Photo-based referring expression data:
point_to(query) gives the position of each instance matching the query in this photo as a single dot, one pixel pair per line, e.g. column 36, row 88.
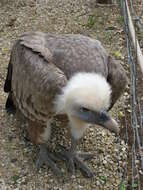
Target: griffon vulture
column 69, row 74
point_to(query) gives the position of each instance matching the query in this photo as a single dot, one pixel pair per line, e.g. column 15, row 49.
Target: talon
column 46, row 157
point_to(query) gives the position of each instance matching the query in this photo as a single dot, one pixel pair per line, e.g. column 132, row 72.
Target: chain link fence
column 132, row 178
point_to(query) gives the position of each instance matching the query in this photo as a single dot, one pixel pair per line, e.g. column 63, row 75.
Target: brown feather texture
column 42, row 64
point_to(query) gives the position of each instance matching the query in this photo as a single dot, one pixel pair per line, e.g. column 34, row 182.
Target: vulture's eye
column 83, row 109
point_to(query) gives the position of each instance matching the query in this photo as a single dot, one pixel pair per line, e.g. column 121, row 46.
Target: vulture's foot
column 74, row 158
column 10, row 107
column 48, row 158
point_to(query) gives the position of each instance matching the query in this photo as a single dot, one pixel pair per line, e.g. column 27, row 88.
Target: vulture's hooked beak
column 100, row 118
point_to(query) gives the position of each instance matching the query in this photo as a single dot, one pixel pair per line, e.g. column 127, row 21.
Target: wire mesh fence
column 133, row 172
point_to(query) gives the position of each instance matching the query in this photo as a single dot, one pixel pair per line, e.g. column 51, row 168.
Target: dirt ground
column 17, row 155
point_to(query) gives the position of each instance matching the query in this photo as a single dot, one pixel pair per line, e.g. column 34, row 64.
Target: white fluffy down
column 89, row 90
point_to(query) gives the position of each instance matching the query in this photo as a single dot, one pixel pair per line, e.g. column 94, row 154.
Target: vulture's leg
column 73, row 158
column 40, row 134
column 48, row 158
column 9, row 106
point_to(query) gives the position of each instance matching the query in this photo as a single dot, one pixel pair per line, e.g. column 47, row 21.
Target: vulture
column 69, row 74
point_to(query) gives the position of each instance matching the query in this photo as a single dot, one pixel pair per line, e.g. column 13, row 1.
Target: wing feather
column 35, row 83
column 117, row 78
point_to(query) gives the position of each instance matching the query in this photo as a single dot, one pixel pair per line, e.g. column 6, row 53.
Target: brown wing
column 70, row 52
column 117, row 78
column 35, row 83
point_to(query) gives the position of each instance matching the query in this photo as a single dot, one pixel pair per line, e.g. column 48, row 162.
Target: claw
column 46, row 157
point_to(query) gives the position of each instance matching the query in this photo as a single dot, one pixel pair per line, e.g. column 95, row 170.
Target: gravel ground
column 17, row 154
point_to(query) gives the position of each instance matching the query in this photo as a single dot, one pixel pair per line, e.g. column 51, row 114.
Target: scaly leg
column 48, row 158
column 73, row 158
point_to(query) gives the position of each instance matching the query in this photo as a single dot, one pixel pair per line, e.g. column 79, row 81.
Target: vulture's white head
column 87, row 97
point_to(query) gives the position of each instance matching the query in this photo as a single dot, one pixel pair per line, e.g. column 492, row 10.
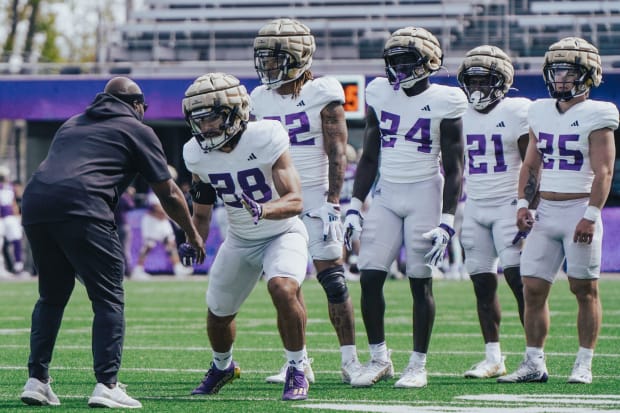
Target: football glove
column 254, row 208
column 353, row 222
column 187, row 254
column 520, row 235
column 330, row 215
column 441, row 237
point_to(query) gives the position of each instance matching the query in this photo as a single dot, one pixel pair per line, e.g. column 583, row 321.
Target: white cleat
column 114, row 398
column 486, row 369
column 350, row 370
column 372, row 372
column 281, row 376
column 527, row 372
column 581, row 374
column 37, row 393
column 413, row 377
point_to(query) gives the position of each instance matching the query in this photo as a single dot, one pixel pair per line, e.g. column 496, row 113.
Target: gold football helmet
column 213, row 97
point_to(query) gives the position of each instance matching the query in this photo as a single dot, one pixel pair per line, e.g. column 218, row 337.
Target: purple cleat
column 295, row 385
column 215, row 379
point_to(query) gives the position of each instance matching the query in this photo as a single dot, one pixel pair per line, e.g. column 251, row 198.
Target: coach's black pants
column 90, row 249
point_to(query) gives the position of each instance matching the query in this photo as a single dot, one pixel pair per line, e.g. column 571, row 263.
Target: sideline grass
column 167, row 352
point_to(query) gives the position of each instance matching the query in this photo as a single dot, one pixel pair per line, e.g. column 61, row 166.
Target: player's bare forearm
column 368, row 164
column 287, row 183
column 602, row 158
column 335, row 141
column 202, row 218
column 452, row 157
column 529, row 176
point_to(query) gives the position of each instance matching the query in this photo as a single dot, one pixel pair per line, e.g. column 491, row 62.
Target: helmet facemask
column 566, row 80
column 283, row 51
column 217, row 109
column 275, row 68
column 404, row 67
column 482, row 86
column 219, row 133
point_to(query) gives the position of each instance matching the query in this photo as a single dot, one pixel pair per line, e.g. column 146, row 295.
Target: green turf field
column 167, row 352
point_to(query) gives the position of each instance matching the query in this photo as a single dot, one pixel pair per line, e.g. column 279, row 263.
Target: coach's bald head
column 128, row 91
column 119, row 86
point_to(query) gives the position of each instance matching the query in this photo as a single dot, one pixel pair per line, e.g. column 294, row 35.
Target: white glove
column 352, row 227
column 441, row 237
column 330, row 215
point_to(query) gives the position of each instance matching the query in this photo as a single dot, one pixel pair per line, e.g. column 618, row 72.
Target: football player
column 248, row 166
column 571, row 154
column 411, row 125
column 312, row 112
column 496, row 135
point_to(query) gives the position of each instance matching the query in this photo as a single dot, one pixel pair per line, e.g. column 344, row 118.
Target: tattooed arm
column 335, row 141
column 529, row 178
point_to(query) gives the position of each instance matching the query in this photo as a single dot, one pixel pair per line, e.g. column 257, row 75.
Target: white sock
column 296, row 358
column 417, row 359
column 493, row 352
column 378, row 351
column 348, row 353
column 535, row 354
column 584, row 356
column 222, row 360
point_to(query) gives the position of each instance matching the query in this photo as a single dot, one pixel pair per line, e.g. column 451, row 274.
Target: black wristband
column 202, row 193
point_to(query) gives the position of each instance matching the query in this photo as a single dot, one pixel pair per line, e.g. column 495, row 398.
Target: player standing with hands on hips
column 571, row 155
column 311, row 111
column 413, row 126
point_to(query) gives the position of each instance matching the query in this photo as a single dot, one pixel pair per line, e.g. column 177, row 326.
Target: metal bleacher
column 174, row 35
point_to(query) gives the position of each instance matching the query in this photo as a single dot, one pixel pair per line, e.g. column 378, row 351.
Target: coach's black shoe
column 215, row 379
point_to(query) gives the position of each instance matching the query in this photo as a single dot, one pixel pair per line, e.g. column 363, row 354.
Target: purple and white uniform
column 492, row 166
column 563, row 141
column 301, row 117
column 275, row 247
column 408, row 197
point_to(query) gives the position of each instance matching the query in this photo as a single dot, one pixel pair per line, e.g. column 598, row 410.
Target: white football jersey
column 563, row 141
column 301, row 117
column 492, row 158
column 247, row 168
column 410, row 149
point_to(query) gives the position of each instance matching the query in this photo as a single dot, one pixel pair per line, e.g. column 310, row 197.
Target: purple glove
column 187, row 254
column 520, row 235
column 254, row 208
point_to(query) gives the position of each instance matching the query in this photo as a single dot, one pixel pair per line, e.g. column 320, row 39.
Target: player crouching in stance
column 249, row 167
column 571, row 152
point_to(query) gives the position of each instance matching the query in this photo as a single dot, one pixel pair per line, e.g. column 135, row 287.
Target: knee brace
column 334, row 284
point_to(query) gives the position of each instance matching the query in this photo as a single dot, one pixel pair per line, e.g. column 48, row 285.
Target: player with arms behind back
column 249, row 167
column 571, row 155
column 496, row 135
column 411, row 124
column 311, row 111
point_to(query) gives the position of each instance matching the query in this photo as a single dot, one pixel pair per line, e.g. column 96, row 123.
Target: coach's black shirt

Task item
Retype each line above precisely, please. Skip anything that is a picture.

Output for this task
point_to(query) gives the position of each instance matching the query in this photo as a single dot, one pixel pair per line, e.g. column 36, row 88.
Target: griffon vulture
column 69, row 74
point_to(query) gives the position of each instance matching the query in this photo as a single dot, one pixel pair per line, e.g. column 15, row 49.
Target: talon
column 46, row 157
point_to(query) gives the position of each instance matching the query in this photo as a single dot, one pixel pair per line, e.g. column 132, row 72.
Target: chain link fence
column 132, row 178
point_to(query) gives the position of each instance matching the query in this photo as a single dot, one pixel pair per line, e.g. column 63, row 75.
Target: brown feather texture
column 42, row 64
point_to(query) gives the position of each instance matching the query in this photo as a single dot, one pixel pair per line, e.g. column 34, row 182.
Target: vulture's eye
column 83, row 109
point_to(query) gives the position of each instance matching the query in this photo as a single dot, one pixel pair per line, e.g. column 121, row 46.
Target: vulture's foot
column 74, row 158
column 10, row 107
column 48, row 158
point_to(query) gives the position of each instance matching the query in this photo as a single dot, one pixel pair per line, e.g. column 27, row 88.
Target: vulture's hooked beak
column 100, row 118
point_to(query) gives the position of each instance matching the query in this photo as a single dot, one pixel pair per line, e.g. column 127, row 21.
Target: wire mesh fence
column 133, row 172
point_to(query) gives the position of each instance matching the query in this photo as a single dot, one pixel pair per line, e.g. column 51, row 168.
Target: dirt ground
column 17, row 155
point_to(query) gives the position of each instance matching the query in this photo as a single dot, one pixel pair per line, e.g. column 34, row 64.
Target: white fluffy down
column 89, row 90
point_to(query) gives the position of each instance matching the query in this photo as a single dot, one pixel pair per line, e.g. column 94, row 154.
Target: vulture's leg
column 73, row 158
column 40, row 134
column 48, row 158
column 9, row 106
point_to(query) gives the position of each instance matching the query in this photo as a single dot, one pixel pair per line, e.g. column 47, row 21.
Target: vulture
column 69, row 74
point_to(query) gives the position of each instance matching the query in this photo as a single dot, one pixel pair per line, e.g. column 13, row 1.
Target: wing feather
column 35, row 83
column 117, row 78
point_to(query) gives the position of each instance matching the query in this photo as a single dot, one pixel pair per line, e.g. column 6, row 53.
Target: brown wing
column 70, row 52
column 117, row 78
column 35, row 83
point_to(query) gives the position of each instance matching the query in this photo as a single dot, one pixel pair per line, e.g. column 48, row 162.
Target: claw
column 46, row 157
point_to(query) gives the position of each instance matching the query in this photo as a single dot, one pixel pair per line, e.g. column 95, row 170.
Target: gravel ground
column 17, row 154
point_to(query) gives the position of each instance matching the query in this photo as a single dot, one pixel pair per line, e.g. column 51, row 114.
Target: scaly leg
column 48, row 158
column 73, row 158
point_to(query) gives the position of each instance matching the query in this photo as a single dot, one pixel pair per line, e.g. column 79, row 81.
Target: vulture's white head
column 87, row 97
point_to(query) gives the position of each instance matching the query in this photo as a single dot, one pixel pair per line, e.g. column 492, row 10.
Target: football glove
column 254, row 208
column 353, row 222
column 187, row 254
column 520, row 235
column 330, row 215
column 441, row 237
point_to(query) gives the position of each instance matching the query in this photo as a single dot, one pixel pair per line, e.g. column 583, row 321.
Target: white cleat
column 114, row 398
column 486, row 369
column 350, row 370
column 372, row 372
column 281, row 376
column 527, row 372
column 581, row 374
column 37, row 393
column 413, row 377
point_to(query) gives the position of each instance matching the query in this photo as a single dot, one pixel pair per line, e.g. column 496, row 113.
Target: gold football helmet
column 213, row 97
point_to(query) gives the position of each instance matching the query in this photo as a single dot, one pixel pair per line, e.g. column 218, row 337.
Target: purple cleat
column 295, row 385
column 215, row 379
point_to(query) gives the position of each instance matching the query in this photo as a single dot, one pixel pair per line, e.g. column 251, row 198.
Target: coach's black pants
column 90, row 249
point_to(query) gives the position of each instance matching the query in this photo as a single dot, one pixel pair per line, e.g. column 571, row 263.
Target: sideline grass
column 167, row 352
point_to(query) gives the position of each instance matching the query in this photo as a single dot, one pixel pair per line, e.g. column 61, row 166.
Target: player's bare forearm
column 368, row 164
column 287, row 183
column 602, row 158
column 335, row 141
column 202, row 218
column 452, row 157
column 529, row 176
point_to(query) gives the position of each instance matching the query in this photo as a single dot, one pixel pair per line, e.g. column 491, row 62.
Target: helmet facemask
column 566, row 80
column 283, row 51
column 217, row 109
column 275, row 68
column 404, row 67
column 482, row 86
column 219, row 133
point_to(query) gives the position of each instance matching the query in this photo as a single dot, one pixel pair per line, e.g. column 146, row 295.
Target: green turf field
column 167, row 352
point_to(query) gives the position of each instance matching the query in this photo as a single dot, one pixel pair per line, e.g. column 279, row 263.
Target: coach's bald head
column 128, row 91
column 119, row 86
point_to(query) gives the position of each instance matching the query in this photo as a single dot, one pixel pair per line, e.g. column 294, row 35.
Target: white glove
column 352, row 227
column 441, row 237
column 330, row 215
point_to(query) gives the position of each instance matching the query in this photo as a single dot, one pixel pair per line, e.g. column 618, row 72.
Target: football player
column 248, row 166
column 571, row 154
column 411, row 125
column 312, row 112
column 496, row 135
point_to(query) gives the position of each instance matching the query in this photo as a single dot, one pixel pair per line, e.g. column 344, row 118.
Target: tattooed arm
column 335, row 141
column 529, row 178
point_to(query) gives the position of each instance matching the query in this photo as a single dot, one pixel pair per line, e.g. column 257, row 75.
Target: white sock
column 296, row 358
column 417, row 359
column 493, row 352
column 378, row 351
column 348, row 353
column 535, row 354
column 584, row 356
column 222, row 360
point_to(query) gives the position of each instance matching the query in this photo as a single dot, one pixel pair per line, e.g. column 451, row 274.
Target: black wristband
column 202, row 193
point_to(query) gives the position of each instance matching the query in this photo as a single dot, one pixel pair per line, e.g. column 495, row 398.
Target: player standing with hands on hips
column 571, row 155
column 311, row 111
column 413, row 126
point_to(query) gives the position of each instance matching the query in this photo as a single dot, one pixel pair per line, e.g. column 177, row 326.
Target: metal bleacher
column 174, row 35
point_to(query) gives the position of each instance matching the query in this photo as a single dot, one pixel pair per line, e.g. column 378, row 351.
Target: coach's black shoe
column 215, row 379
point_to(query) gives the position of each instance matching the query in this photo as a single dot, one pixel pair per line, e.g. column 363, row 354.
Target: purple and white uniform
column 492, row 166
column 563, row 141
column 301, row 117
column 275, row 247
column 408, row 197
point_to(query) gives the position of each instance matching the query in this photo as a single dot, one pixel pair per line, e.g. column 598, row 410.
Target: white football jersey
column 563, row 141
column 301, row 117
column 492, row 158
column 247, row 168
column 410, row 149
point_to(query) gives the position of each instance matching the query in this photo as a single dot, one pixel pair per line, e.g. column 310, row 197.
Target: purple glove
column 187, row 254
column 520, row 235
column 254, row 208
point_to(query) gives the position of each instance matching the query in this photo as a single dot, one pixel pair per line, e.g. column 320, row 39.
Target: player crouching in stance
column 249, row 167
column 571, row 152
point_to(query) gives the position of each instance matching the query in this photo as a single dot, one pixel pair per line, e.g. column 135, row 287.
Target: knee brace
column 334, row 284
point_to(query) gives the position of each instance matching the query in this photo as a single dot, one pixel pair per line, e.g. column 48, row 285.
Target: player with arms behind back
column 249, row 167
column 571, row 155
column 496, row 135
column 411, row 124
column 311, row 111
point_to(query) gives the position of each instance matching the query in this photo as a single dot, one pixel pair per line, e.g. column 96, row 123.
Target: coach's black shirt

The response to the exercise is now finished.